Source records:
▼

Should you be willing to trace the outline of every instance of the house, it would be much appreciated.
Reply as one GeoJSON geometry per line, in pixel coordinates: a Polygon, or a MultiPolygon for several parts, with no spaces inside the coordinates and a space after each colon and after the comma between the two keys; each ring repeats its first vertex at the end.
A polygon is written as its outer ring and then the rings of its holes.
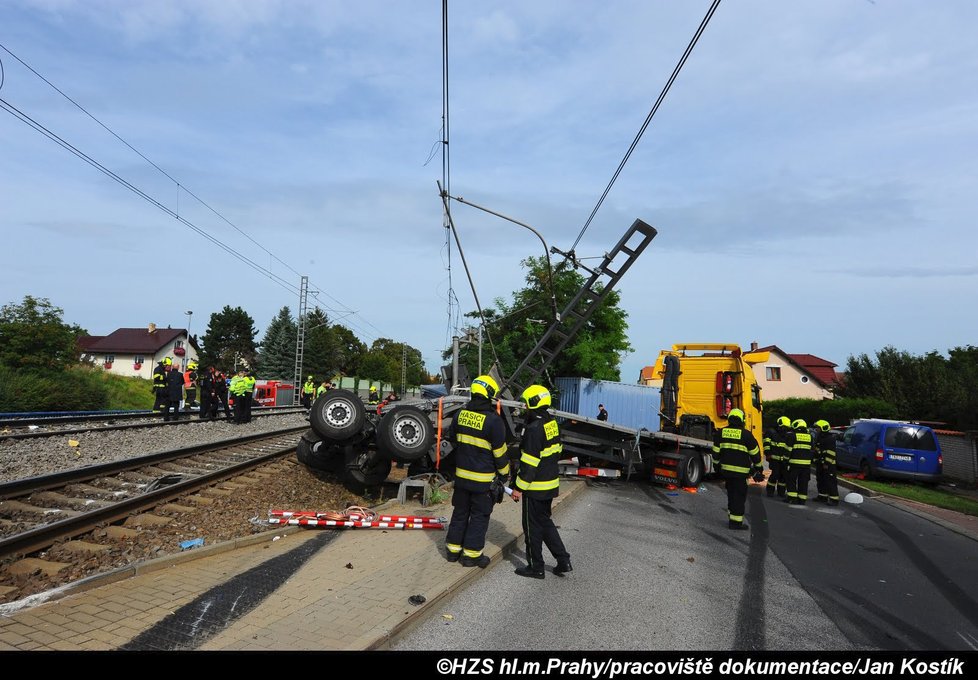
{"type": "Polygon", "coordinates": [[[832,399],[839,386],[837,364],[814,354],[788,354],[777,345],[757,347],[752,352],[770,352],[770,358],[754,366],[754,376],[761,386],[764,401],[774,399],[832,399]]]}
{"type": "Polygon", "coordinates": [[[196,338],[185,328],[120,328],[108,335],[88,335],[78,339],[82,361],[92,361],[116,375],[153,379],[153,369],[164,357],[173,365],[186,370],[190,361],[197,361],[200,349],[196,338]]]}

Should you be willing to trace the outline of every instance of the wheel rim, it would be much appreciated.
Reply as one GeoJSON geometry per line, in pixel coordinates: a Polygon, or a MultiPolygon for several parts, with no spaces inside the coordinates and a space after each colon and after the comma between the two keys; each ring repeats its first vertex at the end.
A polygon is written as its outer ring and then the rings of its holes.
{"type": "Polygon", "coordinates": [[[417,419],[412,417],[400,418],[394,423],[392,435],[394,441],[406,448],[414,448],[421,441],[424,428],[417,419]]]}
{"type": "Polygon", "coordinates": [[[345,427],[353,420],[353,405],[347,401],[330,402],[323,408],[323,417],[332,427],[345,427]]]}

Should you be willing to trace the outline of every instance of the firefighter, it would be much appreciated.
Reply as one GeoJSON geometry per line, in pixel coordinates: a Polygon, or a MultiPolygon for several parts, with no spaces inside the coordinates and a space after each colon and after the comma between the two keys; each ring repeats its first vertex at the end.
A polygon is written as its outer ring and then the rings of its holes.
{"type": "Polygon", "coordinates": [[[828,421],[817,420],[815,427],[818,428],[818,440],[816,442],[815,479],[818,483],[817,501],[828,503],[829,505],[839,504],[839,481],[836,476],[835,467],[835,435],[832,434],[832,426],[828,421]]]}
{"type": "Polygon", "coordinates": [[[255,373],[254,371],[245,372],[245,388],[244,388],[244,407],[245,407],[245,422],[251,422],[251,405],[254,403],[255,397],[255,373]]]}
{"type": "Polygon", "coordinates": [[[166,401],[163,402],[163,420],[170,420],[170,412],[173,412],[173,420],[180,420],[180,399],[183,398],[183,373],[177,370],[171,360],[169,371],[166,374],[166,401]]]}
{"type": "Polygon", "coordinates": [[[166,372],[173,365],[173,359],[163,357],[153,369],[153,410],[159,411],[166,403],[166,372]]]}
{"type": "Polygon", "coordinates": [[[771,469],[767,478],[767,495],[777,494],[784,498],[788,494],[788,435],[791,433],[791,420],[787,416],[778,418],[778,424],[764,435],[764,455],[771,469]]]}
{"type": "Polygon", "coordinates": [[[446,559],[463,567],[489,566],[489,557],[482,554],[494,505],[489,490],[497,475],[509,475],[506,425],[492,405],[498,391],[496,381],[488,375],[473,380],[471,399],[455,414],[449,430],[456,468],[446,559]]]}
{"type": "Polygon", "coordinates": [[[520,400],[526,406],[526,428],[520,443],[520,469],[516,477],[513,500],[523,499],[523,540],[526,543],[526,565],[515,573],[527,578],[543,578],[543,544],[557,560],[556,576],[574,568],[570,554],[560,540],[551,511],[560,494],[557,461],[564,447],[560,443],[557,420],[547,410],[552,399],[543,385],[530,385],[520,400]]]}
{"type": "Polygon", "coordinates": [[[200,375],[200,412],[201,420],[213,420],[217,415],[217,373],[213,366],[208,366],[200,375]]]}
{"type": "Polygon", "coordinates": [[[231,378],[231,385],[228,391],[234,397],[234,422],[240,425],[245,422],[245,392],[248,389],[248,380],[245,377],[245,370],[242,368],[238,374],[231,378]]]}
{"type": "Polygon", "coordinates": [[[761,449],[750,430],[744,428],[744,412],[730,411],[727,426],[713,435],[713,465],[720,470],[727,486],[727,528],[743,531],[747,507],[747,477],[764,478],[761,449]]]}
{"type": "Polygon", "coordinates": [[[812,473],[812,435],[808,423],[802,419],[791,423],[794,430],[788,434],[788,497],[791,505],[804,505],[808,501],[808,478],[812,473]]]}
{"type": "Polygon", "coordinates": [[[312,397],[314,394],[316,394],[316,383],[312,381],[312,376],[310,375],[306,378],[306,382],[302,386],[302,405],[306,408],[312,408],[312,397]]]}
{"type": "Polygon", "coordinates": [[[187,363],[187,372],[183,374],[183,389],[186,392],[183,410],[189,411],[191,406],[197,404],[197,362],[187,363]]]}

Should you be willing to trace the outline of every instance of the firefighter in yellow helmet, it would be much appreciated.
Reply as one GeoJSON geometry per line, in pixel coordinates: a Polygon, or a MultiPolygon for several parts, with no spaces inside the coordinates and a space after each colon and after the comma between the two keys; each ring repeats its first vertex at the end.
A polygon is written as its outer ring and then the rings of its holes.
{"type": "Polygon", "coordinates": [[[482,550],[495,505],[490,487],[497,475],[509,475],[506,424],[492,405],[498,392],[491,376],[473,380],[472,397],[449,428],[448,438],[455,449],[455,490],[445,537],[446,559],[463,567],[489,566],[489,557],[482,550]]]}
{"type": "Polygon", "coordinates": [[[564,450],[560,443],[560,428],[547,410],[552,399],[546,387],[530,385],[520,395],[520,400],[526,406],[526,428],[520,443],[520,470],[513,500],[523,500],[526,565],[519,567],[516,574],[543,578],[543,545],[546,544],[557,560],[554,574],[563,576],[574,568],[551,517],[553,500],[560,493],[557,461],[564,450]]]}
{"type": "Polygon", "coordinates": [[[745,530],[747,477],[763,476],[761,447],[744,427],[744,412],[735,408],[727,415],[727,426],[713,435],[713,465],[727,485],[727,528],[745,530]]]}
{"type": "Polygon", "coordinates": [[[808,423],[799,418],[791,423],[788,435],[788,498],[792,505],[804,505],[808,501],[808,479],[812,474],[812,448],[814,442],[808,431],[808,423]]]}
{"type": "Polygon", "coordinates": [[[819,503],[839,504],[839,481],[835,467],[835,435],[827,420],[815,421],[818,438],[815,442],[815,481],[819,503]]]}

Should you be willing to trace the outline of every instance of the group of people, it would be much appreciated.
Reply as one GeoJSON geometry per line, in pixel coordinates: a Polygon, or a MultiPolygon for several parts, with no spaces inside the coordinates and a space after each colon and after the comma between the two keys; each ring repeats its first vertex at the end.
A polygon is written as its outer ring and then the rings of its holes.
{"type": "MultiPolygon", "coordinates": [[[[744,412],[735,408],[727,415],[727,426],[716,431],[713,438],[713,464],[727,487],[727,527],[745,530],[744,510],[747,505],[747,480],[764,481],[764,466],[760,446],[744,426],[744,412]]],[[[817,501],[839,504],[839,486],[835,460],[835,437],[825,420],[815,423],[817,434],[808,429],[800,418],[791,421],[781,416],[774,428],[764,433],[770,476],[767,495],[783,498],[792,505],[805,505],[812,464],[815,465],[818,487],[817,501]]]]}
{"type": "Polygon", "coordinates": [[[542,385],[531,385],[520,397],[525,407],[525,426],[520,442],[520,458],[511,461],[506,446],[506,425],[496,412],[493,399],[499,392],[496,381],[480,375],[472,381],[471,398],[455,414],[449,438],[455,446],[455,489],[452,518],[445,539],[446,559],[465,567],[486,568],[489,557],[483,554],[489,517],[499,489],[508,482],[511,497],[522,501],[523,536],[526,564],[516,574],[544,578],[543,546],[557,560],[557,576],[573,570],[570,554],[551,517],[553,499],[560,493],[557,461],[563,451],[560,428],[547,408],[550,392],[542,385]]]}
{"type": "Polygon", "coordinates": [[[190,410],[198,405],[201,420],[217,420],[223,409],[224,418],[235,423],[251,422],[252,396],[255,391],[255,377],[250,371],[241,369],[229,381],[224,373],[213,366],[198,372],[196,361],[187,363],[187,370],[181,371],[173,364],[173,359],[164,357],[153,370],[153,410],[163,414],[163,420],[177,420],[183,413],[190,417],[190,410]],[[234,413],[231,412],[229,395],[233,400],[234,413]]]}

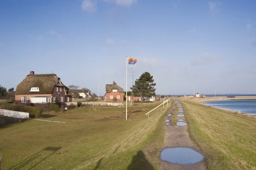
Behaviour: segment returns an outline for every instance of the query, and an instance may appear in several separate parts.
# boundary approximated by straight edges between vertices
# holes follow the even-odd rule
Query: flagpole
[[[127,120],[127,56],[126,56],[126,120]]]

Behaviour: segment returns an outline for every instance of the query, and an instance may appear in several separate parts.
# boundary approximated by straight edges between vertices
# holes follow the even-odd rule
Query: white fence
[[[106,101],[85,101],[81,102],[83,105],[88,106],[124,106],[124,104],[122,103],[108,103]],[[69,106],[72,103],[75,105],[77,105],[77,102],[66,102],[67,106]]]
[[[29,118],[29,113],[26,112],[0,109],[0,115],[20,118]]]
[[[166,100],[166,101],[163,101],[163,103],[161,104],[160,104],[159,106],[157,106],[156,107],[155,107],[154,109],[150,110],[149,112],[148,112],[147,113],[146,113],[145,115],[147,115],[148,114],[148,118],[149,116],[149,114],[148,113],[149,113],[150,112],[152,112],[152,111],[153,111],[155,109],[156,109],[156,108],[157,108],[157,107],[159,107],[160,106],[161,106],[163,105],[163,108],[164,108],[164,104],[166,103],[167,103],[167,106],[168,106],[168,101],[170,101],[170,98],[169,98],[168,99]]]

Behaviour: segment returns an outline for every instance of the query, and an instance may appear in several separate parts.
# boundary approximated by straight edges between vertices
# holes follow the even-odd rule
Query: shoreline
[[[244,116],[248,117],[251,118],[256,118],[256,117],[254,116],[250,115],[247,115],[247,113],[249,114],[255,114],[256,115],[256,113],[238,113],[238,112],[235,112],[228,109],[221,109],[218,107],[214,107],[211,106],[209,106],[205,104],[204,102],[207,102],[209,101],[225,101],[227,100],[256,100],[256,96],[238,96],[236,99],[234,98],[223,98],[223,97],[205,97],[204,98],[196,98],[194,97],[183,97],[178,98],[179,99],[180,99],[183,101],[191,101],[194,103],[196,103],[198,104],[206,106],[208,107],[212,107],[216,109],[220,109],[222,110],[225,110],[228,112],[231,112],[233,114],[239,114],[240,115],[243,115]]]

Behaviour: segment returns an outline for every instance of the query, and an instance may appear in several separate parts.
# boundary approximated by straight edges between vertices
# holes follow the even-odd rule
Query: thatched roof
[[[110,93],[113,89],[116,89],[118,92],[124,92],[124,89],[118,86],[115,81],[113,81],[113,84],[106,84],[106,93]]]
[[[15,95],[51,94],[55,86],[67,87],[55,74],[29,75],[17,86]],[[39,92],[29,92],[31,87],[39,87]],[[67,92],[68,93],[68,92]],[[67,94],[69,95],[69,94]]]

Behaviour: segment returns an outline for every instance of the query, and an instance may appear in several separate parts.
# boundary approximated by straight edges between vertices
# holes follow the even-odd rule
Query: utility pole
[[[134,96],[134,84],[133,84],[133,77],[134,77],[134,72],[132,72],[132,92],[131,93],[132,95],[131,95],[131,105],[133,106],[133,96]]]
[[[195,86],[194,86],[194,96],[195,96]]]

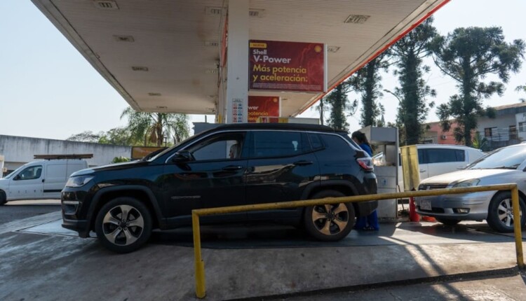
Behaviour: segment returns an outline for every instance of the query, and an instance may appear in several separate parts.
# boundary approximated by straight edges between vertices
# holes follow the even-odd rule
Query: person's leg
[[[354,229],[363,230],[367,226],[367,217],[360,216],[356,218],[356,223],[354,224]]]
[[[380,225],[378,223],[378,214],[376,210],[367,216],[367,223],[369,224],[369,227],[372,230],[380,230]]]

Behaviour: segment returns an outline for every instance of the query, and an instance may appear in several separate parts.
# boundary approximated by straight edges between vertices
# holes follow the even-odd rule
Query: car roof
[[[344,130],[334,130],[326,125],[309,125],[304,123],[232,123],[222,125],[209,131],[224,130],[281,130],[316,131],[325,132],[348,133]],[[208,131],[207,131],[208,132]]]
[[[416,144],[417,148],[462,148],[462,149],[470,149],[479,150],[478,148],[472,148],[470,146],[459,145],[459,144]]]

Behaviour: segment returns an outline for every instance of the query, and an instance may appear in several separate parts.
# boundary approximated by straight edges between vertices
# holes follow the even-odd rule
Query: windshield
[[[22,165],[21,167],[17,168],[16,169],[15,169],[15,171],[13,171],[11,174],[8,174],[7,176],[4,176],[4,178],[9,178],[12,177],[13,176],[14,176],[16,174],[18,174],[18,172],[20,171],[20,169],[22,169],[22,168],[25,167],[26,165],[27,164],[24,164],[24,165]]]
[[[177,144],[175,144],[175,145],[173,145],[173,146],[170,146],[170,147],[169,147],[168,148],[165,148],[164,150],[163,150],[162,151],[160,151],[160,152],[157,153],[156,154],[150,154],[149,155],[147,156],[147,158],[146,158],[145,159],[144,159],[144,161],[153,161],[157,157],[160,157],[160,156],[166,154],[166,153],[168,153],[169,151],[172,150],[175,148],[179,146],[180,145],[181,145],[182,144],[184,144],[184,142],[187,141],[191,138],[194,138],[194,136],[190,136],[189,137],[187,138],[186,139],[184,139],[184,140],[179,142]],[[157,150],[156,150],[156,151],[157,151]]]
[[[499,148],[468,166],[468,169],[516,169],[526,160],[526,145]]]

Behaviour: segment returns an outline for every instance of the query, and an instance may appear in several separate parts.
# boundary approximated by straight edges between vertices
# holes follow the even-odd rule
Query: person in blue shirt
[[[369,141],[367,139],[365,134],[360,131],[353,132],[351,135],[351,138],[356,142],[358,146],[360,146],[363,150],[365,151],[370,157],[372,157],[372,148],[371,145],[369,144]],[[356,230],[365,230],[371,231],[377,231],[380,230],[380,226],[378,224],[378,214],[375,210],[367,216],[360,216],[356,219],[356,224],[354,225],[354,228]]]

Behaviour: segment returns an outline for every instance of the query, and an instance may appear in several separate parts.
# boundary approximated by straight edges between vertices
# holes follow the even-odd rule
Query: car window
[[[351,147],[347,141],[339,136],[325,134],[322,134],[321,136],[323,139],[323,144],[326,146],[327,148],[332,150],[333,153],[349,153]]]
[[[19,180],[32,180],[40,178],[42,174],[42,165],[32,166],[18,174]]]
[[[318,134],[309,134],[309,139],[311,141],[311,146],[312,146],[312,149],[318,150],[323,148],[323,144],[321,143],[321,140]]]
[[[464,151],[462,150],[448,148],[426,148],[424,150],[426,153],[424,160],[427,163],[444,163],[447,162],[464,162],[465,160]],[[419,151],[419,158],[420,153]],[[419,163],[420,160],[419,160]]]
[[[254,131],[252,136],[255,158],[295,155],[308,147],[308,141],[299,132]]]
[[[241,158],[245,133],[220,133],[206,137],[187,150],[196,160],[238,159]]]
[[[475,161],[468,169],[509,168],[516,169],[526,160],[526,146],[499,148]]]

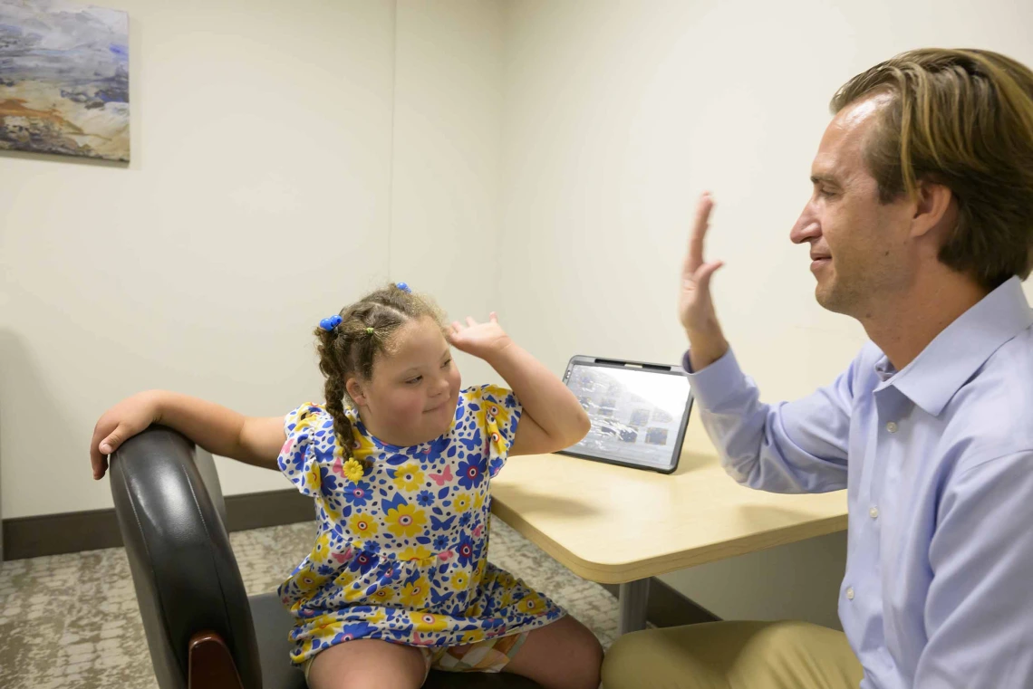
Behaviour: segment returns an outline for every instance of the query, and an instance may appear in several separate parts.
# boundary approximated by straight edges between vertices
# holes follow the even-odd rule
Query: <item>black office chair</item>
[[[158,426],[112,457],[112,495],[161,689],[304,689],[293,620],[275,593],[248,597],[208,452]],[[425,689],[535,689],[515,675],[432,671]]]

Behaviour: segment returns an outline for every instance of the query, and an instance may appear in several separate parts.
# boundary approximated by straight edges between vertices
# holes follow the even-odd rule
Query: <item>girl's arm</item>
[[[524,407],[510,455],[537,455],[578,442],[592,424],[581,402],[563,382],[502,330],[495,314],[489,323],[458,321],[448,333],[459,350],[487,361],[499,372]]]
[[[93,429],[93,478],[107,470],[107,455],[151,424],[175,428],[213,455],[276,469],[286,441],[281,417],[245,417],[214,402],[164,390],[127,397],[104,413]]]

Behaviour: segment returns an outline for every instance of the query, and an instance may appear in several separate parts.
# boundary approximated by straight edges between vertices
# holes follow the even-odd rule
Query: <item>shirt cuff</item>
[[[682,357],[682,367],[689,373],[689,386],[696,403],[708,412],[721,407],[749,385],[730,348],[724,356],[697,372],[692,371],[689,353],[686,352]]]

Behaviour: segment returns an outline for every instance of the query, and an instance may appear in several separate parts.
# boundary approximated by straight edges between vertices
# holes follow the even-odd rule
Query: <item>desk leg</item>
[[[646,628],[646,604],[649,601],[649,580],[621,584],[618,595],[620,601],[620,618],[617,623],[617,633],[626,634]]]

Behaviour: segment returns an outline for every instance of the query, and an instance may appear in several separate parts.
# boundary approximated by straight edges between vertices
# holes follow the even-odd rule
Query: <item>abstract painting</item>
[[[0,0],[0,149],[128,162],[128,14]]]

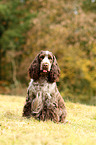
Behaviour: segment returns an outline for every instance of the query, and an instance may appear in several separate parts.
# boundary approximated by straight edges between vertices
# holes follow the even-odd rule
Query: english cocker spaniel
[[[66,107],[56,81],[60,69],[55,56],[49,51],[41,51],[29,67],[29,83],[23,116],[38,120],[66,122]]]

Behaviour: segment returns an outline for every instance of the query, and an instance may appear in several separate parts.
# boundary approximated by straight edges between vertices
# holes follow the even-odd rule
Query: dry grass
[[[67,124],[22,117],[24,97],[0,95],[0,145],[96,145],[96,107],[66,102]]]

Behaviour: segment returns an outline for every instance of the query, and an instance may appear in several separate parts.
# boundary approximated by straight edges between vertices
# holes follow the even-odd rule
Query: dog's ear
[[[57,64],[56,57],[53,56],[53,63],[52,63],[52,67],[49,73],[49,81],[56,82],[59,80],[59,76],[60,76],[60,68]]]
[[[29,67],[29,76],[30,78],[37,80],[39,78],[39,74],[40,74],[40,62],[39,62],[39,55],[38,54],[35,59],[33,60],[33,62],[31,63],[30,67]]]

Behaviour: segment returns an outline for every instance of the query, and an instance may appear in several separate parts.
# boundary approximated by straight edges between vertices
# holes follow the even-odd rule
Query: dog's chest
[[[36,95],[38,92],[41,92],[43,96],[46,94],[54,95],[56,92],[56,83],[48,83],[46,80],[43,82],[34,82],[33,79],[31,79],[28,91],[30,96],[32,94]]]

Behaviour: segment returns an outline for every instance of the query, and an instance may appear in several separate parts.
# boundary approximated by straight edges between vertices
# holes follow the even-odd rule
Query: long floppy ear
[[[36,56],[36,58],[33,60],[33,62],[29,67],[29,76],[34,80],[37,80],[39,78],[39,73],[40,73],[39,55],[40,54]]]
[[[57,64],[56,57],[53,56],[53,63],[52,63],[51,71],[49,73],[49,81],[56,82],[59,80],[59,76],[60,76],[60,68]]]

▲

TO DO:
Please locate every line in the rows above that contains the string "person", and copy each one. Case counts.

TASK OUTPUT:
Query: person's leg
Query: person in blue shirt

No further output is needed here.